▶ _Source data_
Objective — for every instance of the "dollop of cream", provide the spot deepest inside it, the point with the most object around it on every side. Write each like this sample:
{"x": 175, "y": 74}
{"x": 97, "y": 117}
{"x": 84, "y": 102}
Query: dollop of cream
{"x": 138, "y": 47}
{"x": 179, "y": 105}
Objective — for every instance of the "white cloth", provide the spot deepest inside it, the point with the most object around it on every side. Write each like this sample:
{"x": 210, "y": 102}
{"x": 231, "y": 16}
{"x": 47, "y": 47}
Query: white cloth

▶ _Your instructions_
Can you reproduce every line of the source data, requests included, shifting each x and y coordinate in the answers by -45? Leave the numbers in the requests and their format samples unchanged.

▶ _The response_
Objective — for every instance of the "dollop of cream", provide the spot deepest inside it, the point with the most object around it on every side. Write each like this sample:
{"x": 175, "y": 74}
{"x": 97, "y": 117}
{"x": 84, "y": 102}
Query: dollop of cream
{"x": 93, "y": 2}
{"x": 134, "y": 60}
Objective — for every instance of the "white cloth", provide the spot deepest inside it, the point with the most object around it on every side. Write each like this sample:
{"x": 210, "y": 102}
{"x": 231, "y": 16}
{"x": 47, "y": 47}
Query: white cloth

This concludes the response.